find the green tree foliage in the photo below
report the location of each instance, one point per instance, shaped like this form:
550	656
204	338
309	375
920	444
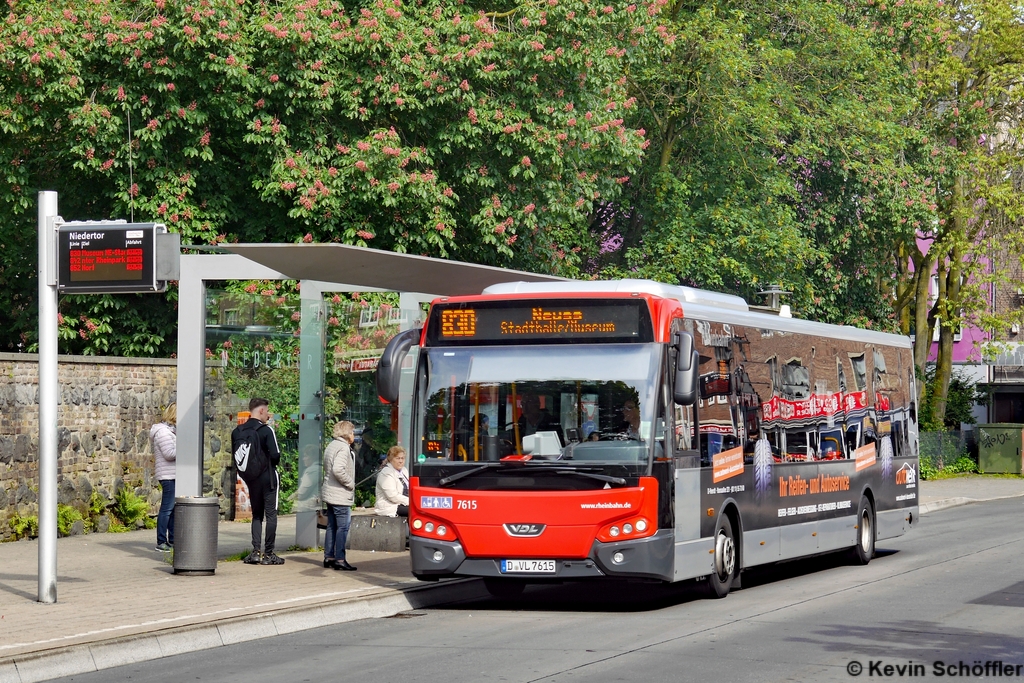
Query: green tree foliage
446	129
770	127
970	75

■ ■ ■ ■

Restate every line above exactly, omitting images.

Solution below:
find the green tree foliage in the photo below
report the location of each instance, one point per instance, shaped like this form:
550	656
204	338
309	375
920	444
Query: green tree foliage
446	129
770	127
970	75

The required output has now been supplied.